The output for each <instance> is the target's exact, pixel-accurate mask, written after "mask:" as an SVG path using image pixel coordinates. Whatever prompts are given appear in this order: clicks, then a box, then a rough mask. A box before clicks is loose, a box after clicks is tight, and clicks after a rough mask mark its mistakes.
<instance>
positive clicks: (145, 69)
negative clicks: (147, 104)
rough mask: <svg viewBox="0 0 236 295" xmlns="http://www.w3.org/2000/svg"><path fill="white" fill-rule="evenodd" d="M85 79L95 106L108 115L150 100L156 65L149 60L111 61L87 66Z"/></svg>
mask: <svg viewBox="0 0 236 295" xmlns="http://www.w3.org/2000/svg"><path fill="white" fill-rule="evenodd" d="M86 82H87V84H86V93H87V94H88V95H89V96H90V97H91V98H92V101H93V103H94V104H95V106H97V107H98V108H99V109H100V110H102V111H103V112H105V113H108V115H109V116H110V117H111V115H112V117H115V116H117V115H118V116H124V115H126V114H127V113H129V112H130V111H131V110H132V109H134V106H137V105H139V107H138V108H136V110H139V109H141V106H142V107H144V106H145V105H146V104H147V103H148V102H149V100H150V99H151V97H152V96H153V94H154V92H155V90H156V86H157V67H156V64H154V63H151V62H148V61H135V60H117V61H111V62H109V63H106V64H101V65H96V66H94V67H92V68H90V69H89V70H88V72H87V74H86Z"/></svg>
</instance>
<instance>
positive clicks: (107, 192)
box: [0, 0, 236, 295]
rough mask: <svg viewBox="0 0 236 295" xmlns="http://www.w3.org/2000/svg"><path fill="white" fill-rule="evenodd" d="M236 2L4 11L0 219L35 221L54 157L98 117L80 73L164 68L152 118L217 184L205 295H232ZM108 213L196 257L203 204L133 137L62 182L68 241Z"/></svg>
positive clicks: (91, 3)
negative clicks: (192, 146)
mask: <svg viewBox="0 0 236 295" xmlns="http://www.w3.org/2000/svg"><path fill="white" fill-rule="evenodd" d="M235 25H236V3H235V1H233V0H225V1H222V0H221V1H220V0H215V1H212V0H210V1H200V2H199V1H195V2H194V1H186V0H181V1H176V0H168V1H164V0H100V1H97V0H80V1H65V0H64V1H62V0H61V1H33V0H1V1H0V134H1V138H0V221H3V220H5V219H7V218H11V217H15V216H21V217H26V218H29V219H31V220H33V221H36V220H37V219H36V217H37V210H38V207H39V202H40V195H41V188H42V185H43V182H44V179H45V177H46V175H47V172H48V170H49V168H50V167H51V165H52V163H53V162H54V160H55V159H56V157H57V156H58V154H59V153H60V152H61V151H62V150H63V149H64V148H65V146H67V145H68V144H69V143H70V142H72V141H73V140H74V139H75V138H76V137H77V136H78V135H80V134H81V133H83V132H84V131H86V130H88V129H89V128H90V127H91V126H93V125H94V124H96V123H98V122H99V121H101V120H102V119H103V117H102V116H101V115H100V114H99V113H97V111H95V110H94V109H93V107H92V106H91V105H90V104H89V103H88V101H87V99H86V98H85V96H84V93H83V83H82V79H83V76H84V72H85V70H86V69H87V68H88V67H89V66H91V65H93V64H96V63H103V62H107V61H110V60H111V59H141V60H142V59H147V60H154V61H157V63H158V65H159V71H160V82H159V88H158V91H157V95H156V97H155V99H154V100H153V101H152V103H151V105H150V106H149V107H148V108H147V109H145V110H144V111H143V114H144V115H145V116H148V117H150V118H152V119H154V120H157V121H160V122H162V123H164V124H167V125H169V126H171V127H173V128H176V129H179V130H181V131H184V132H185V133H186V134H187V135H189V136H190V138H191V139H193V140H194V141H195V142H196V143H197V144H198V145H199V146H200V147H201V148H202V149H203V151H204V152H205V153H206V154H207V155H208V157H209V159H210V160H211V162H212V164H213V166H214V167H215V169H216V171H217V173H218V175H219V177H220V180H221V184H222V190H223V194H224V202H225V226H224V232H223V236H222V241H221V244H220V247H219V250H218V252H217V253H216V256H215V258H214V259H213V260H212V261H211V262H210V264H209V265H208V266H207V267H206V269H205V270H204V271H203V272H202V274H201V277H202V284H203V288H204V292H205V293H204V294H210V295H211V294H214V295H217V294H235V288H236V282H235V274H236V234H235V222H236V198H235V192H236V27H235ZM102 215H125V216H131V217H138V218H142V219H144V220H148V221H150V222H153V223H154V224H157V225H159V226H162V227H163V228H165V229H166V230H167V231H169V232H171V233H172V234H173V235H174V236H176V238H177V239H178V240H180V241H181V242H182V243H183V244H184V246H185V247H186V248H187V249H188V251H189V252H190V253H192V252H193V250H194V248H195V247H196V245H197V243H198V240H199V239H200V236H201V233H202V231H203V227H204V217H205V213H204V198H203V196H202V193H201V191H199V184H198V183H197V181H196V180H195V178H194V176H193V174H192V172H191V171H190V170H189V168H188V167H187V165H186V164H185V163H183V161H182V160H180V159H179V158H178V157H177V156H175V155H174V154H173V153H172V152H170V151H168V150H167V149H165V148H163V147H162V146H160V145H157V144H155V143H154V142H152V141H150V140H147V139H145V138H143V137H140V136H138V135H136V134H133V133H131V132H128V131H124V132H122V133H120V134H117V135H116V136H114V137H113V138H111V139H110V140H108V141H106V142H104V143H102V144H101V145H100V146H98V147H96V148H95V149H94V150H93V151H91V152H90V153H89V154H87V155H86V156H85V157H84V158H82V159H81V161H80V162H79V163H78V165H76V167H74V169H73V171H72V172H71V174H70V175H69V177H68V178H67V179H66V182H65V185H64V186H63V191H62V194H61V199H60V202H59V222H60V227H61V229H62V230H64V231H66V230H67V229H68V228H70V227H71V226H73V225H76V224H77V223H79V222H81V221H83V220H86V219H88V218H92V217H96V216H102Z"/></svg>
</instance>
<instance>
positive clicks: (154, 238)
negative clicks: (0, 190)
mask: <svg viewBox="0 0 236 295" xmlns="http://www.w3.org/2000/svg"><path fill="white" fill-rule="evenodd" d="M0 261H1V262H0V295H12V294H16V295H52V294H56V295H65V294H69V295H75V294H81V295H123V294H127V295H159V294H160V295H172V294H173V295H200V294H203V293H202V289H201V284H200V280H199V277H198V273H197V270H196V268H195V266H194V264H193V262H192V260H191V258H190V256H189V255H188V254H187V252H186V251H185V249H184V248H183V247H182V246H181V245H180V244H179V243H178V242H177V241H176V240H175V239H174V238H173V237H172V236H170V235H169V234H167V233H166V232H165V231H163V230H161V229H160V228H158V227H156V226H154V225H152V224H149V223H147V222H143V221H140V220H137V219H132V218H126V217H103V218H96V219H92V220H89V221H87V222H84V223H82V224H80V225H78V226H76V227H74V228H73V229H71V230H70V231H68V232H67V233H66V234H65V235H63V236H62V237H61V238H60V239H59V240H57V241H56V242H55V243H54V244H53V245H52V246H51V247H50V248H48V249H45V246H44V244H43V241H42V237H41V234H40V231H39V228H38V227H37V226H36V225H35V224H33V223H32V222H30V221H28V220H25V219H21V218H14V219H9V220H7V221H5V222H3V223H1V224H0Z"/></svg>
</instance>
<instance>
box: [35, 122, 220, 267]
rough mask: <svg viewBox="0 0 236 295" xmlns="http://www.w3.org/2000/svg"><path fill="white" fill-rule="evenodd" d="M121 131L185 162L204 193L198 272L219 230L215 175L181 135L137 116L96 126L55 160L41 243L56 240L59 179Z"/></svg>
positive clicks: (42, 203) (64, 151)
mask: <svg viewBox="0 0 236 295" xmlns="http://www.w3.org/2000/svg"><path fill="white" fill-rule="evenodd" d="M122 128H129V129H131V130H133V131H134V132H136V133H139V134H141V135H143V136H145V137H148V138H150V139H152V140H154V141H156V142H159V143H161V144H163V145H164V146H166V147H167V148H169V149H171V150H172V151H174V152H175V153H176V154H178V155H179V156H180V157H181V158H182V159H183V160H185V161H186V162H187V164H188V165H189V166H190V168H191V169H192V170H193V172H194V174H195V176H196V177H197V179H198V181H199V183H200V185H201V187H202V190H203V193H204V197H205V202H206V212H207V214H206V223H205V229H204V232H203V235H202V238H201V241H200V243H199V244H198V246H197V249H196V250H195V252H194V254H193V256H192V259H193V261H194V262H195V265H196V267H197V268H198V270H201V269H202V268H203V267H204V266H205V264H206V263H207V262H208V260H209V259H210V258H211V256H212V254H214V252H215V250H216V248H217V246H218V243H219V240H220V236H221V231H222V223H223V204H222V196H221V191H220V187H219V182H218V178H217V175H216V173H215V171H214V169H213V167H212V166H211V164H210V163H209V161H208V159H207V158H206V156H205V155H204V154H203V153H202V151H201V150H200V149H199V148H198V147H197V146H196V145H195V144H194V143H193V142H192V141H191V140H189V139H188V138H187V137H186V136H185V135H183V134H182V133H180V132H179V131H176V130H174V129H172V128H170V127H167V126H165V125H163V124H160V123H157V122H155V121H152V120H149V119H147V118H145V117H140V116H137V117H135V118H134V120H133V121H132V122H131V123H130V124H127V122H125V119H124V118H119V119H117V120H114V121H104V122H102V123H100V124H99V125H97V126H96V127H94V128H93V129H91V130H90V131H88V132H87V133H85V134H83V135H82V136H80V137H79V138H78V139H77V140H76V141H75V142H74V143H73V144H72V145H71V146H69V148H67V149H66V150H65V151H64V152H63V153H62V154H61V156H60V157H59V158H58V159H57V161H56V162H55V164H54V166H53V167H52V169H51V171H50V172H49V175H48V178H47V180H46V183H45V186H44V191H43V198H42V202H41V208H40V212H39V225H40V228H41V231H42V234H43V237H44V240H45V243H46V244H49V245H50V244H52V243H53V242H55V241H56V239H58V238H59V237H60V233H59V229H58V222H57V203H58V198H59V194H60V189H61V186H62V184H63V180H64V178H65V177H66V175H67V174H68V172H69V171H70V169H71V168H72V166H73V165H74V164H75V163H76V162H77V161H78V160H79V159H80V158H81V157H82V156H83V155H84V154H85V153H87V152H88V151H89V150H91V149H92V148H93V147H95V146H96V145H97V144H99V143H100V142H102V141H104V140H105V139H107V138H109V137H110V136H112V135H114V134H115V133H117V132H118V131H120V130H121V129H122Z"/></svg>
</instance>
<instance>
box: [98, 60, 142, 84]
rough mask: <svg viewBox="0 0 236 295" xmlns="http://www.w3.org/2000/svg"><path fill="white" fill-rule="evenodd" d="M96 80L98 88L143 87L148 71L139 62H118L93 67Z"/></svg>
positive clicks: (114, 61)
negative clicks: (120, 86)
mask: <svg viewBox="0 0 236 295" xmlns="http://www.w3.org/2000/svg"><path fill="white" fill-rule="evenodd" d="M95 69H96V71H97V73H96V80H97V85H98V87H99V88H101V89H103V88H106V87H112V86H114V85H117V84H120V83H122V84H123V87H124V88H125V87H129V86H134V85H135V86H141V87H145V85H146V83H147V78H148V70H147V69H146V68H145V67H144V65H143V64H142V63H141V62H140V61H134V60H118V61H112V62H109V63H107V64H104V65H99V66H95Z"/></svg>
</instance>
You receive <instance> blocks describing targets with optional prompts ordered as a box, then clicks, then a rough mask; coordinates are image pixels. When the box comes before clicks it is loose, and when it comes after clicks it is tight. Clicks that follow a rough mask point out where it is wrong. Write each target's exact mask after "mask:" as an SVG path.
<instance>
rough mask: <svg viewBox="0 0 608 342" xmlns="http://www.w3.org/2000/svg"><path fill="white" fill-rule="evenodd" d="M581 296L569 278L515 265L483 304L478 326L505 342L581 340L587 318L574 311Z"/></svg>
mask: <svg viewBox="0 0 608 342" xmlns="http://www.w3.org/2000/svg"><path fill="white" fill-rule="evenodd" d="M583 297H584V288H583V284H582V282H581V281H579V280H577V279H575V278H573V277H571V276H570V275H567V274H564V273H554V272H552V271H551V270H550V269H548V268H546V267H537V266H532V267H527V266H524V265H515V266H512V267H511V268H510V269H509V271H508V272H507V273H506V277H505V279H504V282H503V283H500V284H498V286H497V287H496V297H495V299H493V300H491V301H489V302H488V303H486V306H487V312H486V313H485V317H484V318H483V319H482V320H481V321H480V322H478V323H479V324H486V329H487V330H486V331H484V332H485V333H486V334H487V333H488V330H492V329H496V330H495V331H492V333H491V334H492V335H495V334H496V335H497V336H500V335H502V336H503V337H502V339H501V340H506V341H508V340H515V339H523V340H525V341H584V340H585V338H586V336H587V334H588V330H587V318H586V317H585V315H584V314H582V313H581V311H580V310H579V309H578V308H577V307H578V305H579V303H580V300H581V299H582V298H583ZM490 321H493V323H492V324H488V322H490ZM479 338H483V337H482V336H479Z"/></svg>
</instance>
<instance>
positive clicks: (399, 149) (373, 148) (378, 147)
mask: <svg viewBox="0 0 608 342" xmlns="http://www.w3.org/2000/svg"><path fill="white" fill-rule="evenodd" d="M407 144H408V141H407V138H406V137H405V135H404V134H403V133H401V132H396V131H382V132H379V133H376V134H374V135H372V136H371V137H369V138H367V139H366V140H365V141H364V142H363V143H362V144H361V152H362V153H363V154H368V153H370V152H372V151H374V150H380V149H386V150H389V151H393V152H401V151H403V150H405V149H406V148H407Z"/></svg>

+++

▶ [Work to be completed]:
From the records above, quote only the lines running from the line with "2L4 11L0 219L35" to the line with "positive clicks: (91, 3)", both lines included.

▶ [Written answer]:
rough mask: <svg viewBox="0 0 236 295" xmlns="http://www.w3.org/2000/svg"><path fill="white" fill-rule="evenodd" d="M236 2L4 11L0 219L35 221L54 157L98 117L80 73L164 68L152 118L217 184L205 295H232ZM108 213L196 257L203 204L133 137L62 182L68 241Z"/></svg>
positive clicks: (91, 3)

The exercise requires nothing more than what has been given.